Uncle David had wanted them to all go in one car. Dena had flatly said no. Dad was indecisive and frankly indifferent about the whole thing. He reminded Cameron of Niall today, of how Niall had done nothing but mumble and look broken since yesterday. She wondered if men were always like this. Russell wasn’t Gilead wasn’t. No—Uncle David was strange, but he wasn’t like that either. But maybe they were the only three. Maybe she was doomed to a life celibacy then.
“Cameron,” her mother said, “you don’t need to take all of that with you.”
Cameron said something and Bill muttered, “Don’t be sharp with your mother. Do what she says,” as he put the sleeping bags into the back of the van.
It seemed to Cameron like an enormous betrayal.
She sat in the back beside Niall, who said nothing but sat looking blankly out of the window the whole time. She felt too near him. Once she thought she’d known him. Then she thought she loved him. Now she wasn’t sure. He was her brother and Cameron really didn’t want him to be. She didn’t want any part in Niall. The last thing she wanted to do was spend this weekend with family.
Ironically enough, Cameron remembered Niall trying to get out of this weekend and saying, “Me and Sonia want to do something.” He had complained the whole week about the trip to Idlewile.
Since yesterday he had said nothing.
Cameron watched her younger brother looking out of the window as they passed the fields, When Niall turned in her direction, Cameron turned her own head quickly, not wanting to make contact with him. She was still a virgin. Her little brother had made a baby. Then he had unmade it. Just like that. She was fascinated with him like a scab.


MORE TOMORROW
 
Great to get back to this story! Well Nehru, Brad and Cody have had a sexy time together and it looks like Brad and Nehru are back together. I don’t know how I feel about that but I am hoping it works out this time. Meanwhile Cameron and Niall are going on a trip and along with Sonia have been through a lot. Excellent writing and I look forward to seeing what happens next!
 
Well, of course, Brad and Nehru never got to be together, but now Brad is insistent upon it, and so this is sort of the climax of thier story, or of the story we've known them in where they are struggling toward being something. Brad claims that Cody understands, but unless they have a very different king of relationship, Cody is effectively out of the loop so.... Let's see what happens to him.

Poor Cameron, and poor Niall who is just a kid and really caught up in some really big actions and knows his sister can't look at him. I would say poor Sonia--I do say poor Sonia--except she wasn't really a part of this portion.
 
ONE THING LEADS TO ANOTHER, AND WHILE CAMERON DEALS WITH HER FAMILY, JASON CONFRONTS RUSSELL AND MANAGES TO DRIVE HIM AWAY.

----

Exercise task A ▸ Transcribe the part of the rows that opens with the line containing "Exercise. Mark the evergreen" and closes with the line containing "pixel 100 355", including both of those lines.
The rows below share no subject with the story page above.

Provided data ▸
----

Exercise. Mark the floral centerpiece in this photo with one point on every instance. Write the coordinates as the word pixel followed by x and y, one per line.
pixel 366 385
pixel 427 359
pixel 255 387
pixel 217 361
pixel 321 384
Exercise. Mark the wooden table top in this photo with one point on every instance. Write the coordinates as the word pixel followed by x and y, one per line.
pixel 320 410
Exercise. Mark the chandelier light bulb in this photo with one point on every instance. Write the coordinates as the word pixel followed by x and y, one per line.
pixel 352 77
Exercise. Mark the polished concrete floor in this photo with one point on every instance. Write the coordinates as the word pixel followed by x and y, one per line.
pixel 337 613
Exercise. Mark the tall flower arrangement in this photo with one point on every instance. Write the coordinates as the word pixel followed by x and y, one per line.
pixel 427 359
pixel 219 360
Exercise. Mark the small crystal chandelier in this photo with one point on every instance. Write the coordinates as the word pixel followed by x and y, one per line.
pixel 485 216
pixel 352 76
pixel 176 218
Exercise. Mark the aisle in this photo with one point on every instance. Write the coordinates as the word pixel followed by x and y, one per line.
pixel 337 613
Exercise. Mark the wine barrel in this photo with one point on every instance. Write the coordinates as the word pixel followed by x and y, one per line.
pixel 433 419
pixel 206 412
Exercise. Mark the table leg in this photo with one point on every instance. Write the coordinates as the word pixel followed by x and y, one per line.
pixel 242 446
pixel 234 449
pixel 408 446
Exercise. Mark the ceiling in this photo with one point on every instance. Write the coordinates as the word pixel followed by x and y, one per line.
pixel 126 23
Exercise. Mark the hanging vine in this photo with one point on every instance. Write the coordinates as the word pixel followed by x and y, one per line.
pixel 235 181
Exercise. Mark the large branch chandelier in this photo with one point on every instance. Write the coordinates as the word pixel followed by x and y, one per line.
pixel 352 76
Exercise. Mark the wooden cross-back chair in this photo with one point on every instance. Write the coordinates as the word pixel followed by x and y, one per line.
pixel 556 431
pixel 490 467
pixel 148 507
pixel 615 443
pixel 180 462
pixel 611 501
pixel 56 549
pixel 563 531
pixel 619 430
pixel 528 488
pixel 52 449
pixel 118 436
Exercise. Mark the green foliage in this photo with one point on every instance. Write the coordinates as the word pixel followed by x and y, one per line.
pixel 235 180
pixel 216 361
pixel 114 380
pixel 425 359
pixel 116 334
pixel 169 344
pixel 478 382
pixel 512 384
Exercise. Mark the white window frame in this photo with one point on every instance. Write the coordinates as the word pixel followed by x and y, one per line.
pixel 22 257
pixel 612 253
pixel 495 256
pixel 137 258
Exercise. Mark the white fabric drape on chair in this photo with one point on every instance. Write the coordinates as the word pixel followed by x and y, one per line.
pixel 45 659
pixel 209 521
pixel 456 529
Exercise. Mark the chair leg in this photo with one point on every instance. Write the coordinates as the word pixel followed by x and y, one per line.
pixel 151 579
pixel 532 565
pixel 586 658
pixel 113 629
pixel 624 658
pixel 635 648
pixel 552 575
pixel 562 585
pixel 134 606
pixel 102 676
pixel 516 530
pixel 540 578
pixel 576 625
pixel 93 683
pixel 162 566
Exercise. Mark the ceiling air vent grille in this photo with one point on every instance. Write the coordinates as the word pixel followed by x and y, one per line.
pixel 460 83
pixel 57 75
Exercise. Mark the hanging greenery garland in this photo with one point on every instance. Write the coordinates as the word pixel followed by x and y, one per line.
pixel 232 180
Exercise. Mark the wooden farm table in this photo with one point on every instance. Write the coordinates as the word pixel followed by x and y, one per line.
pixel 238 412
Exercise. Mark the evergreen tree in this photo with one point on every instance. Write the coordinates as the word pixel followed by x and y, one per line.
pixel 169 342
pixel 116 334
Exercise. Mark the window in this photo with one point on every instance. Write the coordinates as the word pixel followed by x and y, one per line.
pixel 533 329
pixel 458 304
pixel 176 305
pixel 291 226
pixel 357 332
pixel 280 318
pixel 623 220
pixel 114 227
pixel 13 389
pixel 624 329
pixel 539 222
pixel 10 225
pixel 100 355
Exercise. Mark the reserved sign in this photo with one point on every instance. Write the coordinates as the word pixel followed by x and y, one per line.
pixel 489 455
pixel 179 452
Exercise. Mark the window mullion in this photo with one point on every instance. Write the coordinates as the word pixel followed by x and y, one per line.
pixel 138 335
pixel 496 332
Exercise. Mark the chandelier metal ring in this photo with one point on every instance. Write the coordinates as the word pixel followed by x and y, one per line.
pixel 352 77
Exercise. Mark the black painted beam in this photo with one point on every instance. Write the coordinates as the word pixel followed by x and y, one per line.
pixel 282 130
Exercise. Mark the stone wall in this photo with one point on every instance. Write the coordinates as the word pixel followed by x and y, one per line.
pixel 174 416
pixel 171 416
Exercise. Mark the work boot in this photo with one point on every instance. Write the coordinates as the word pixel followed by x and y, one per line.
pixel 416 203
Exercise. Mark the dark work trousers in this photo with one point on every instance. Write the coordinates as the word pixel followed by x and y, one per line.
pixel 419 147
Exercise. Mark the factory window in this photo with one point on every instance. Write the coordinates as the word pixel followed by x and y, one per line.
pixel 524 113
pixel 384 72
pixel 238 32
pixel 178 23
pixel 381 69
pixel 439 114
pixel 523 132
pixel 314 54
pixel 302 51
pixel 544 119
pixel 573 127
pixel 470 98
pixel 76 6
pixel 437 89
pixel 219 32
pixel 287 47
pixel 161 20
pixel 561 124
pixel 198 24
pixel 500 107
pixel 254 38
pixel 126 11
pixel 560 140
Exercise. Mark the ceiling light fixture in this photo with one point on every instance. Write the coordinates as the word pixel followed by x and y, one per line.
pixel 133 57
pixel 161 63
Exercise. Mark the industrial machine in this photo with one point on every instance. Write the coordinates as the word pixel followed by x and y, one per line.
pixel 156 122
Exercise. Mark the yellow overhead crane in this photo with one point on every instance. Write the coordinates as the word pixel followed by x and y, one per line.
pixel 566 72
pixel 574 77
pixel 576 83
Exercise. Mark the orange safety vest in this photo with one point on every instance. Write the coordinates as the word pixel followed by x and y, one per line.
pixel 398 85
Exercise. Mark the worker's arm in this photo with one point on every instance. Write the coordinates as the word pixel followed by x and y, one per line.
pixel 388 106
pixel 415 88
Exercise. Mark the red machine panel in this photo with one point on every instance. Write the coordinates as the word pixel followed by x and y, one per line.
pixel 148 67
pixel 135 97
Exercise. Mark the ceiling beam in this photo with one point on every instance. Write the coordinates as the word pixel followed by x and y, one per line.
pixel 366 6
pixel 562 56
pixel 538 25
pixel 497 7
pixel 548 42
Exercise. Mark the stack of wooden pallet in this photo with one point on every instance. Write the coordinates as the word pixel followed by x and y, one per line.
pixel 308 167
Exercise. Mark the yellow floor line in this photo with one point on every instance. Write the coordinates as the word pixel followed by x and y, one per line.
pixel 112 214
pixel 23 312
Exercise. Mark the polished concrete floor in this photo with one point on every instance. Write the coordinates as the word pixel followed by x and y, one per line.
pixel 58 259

----

Exercise task B ▸ Restate word for word the part of the story page that opens with the words "She sat in the" and closes with the words "had said nothing.".

Correct output A ▸
Exercise. Mark the evergreen tree in this photo with one point on every instance. Write the coordinates as the word pixel followed by x and y, one per line.
pixel 169 342
pixel 116 334
Exercise. Mark the window in this photo with one point on every instance. Write the coordinates as the word pixel followed by x and y, one per line.
pixel 533 329
pixel 458 304
pixel 176 305
pixel 291 226
pixel 357 332
pixel 280 318
pixel 623 220
pixel 114 227
pixel 13 389
pixel 624 329
pixel 539 222
pixel 10 225
pixel 100 355

Correct output B ▸
She sat in the back beside Niall, who said nothing but sat looking blankly out of the window the whole time. She felt too near him. Once she thought she’d known him. Then she thought she loved him. Now she wasn’t sure. He was her brother and Cameron really didn’t want him to be. She didn’t want any part in Niall. The last thing she wanted to do was spend this weekend with family.
Ironically enough, Cameron remembered Niall trying to get out of this weekend and saying, “Me and Sonia want to do something.” He had complained the whole week about the trip to Idlewile.
Since yesterday he had said nothing.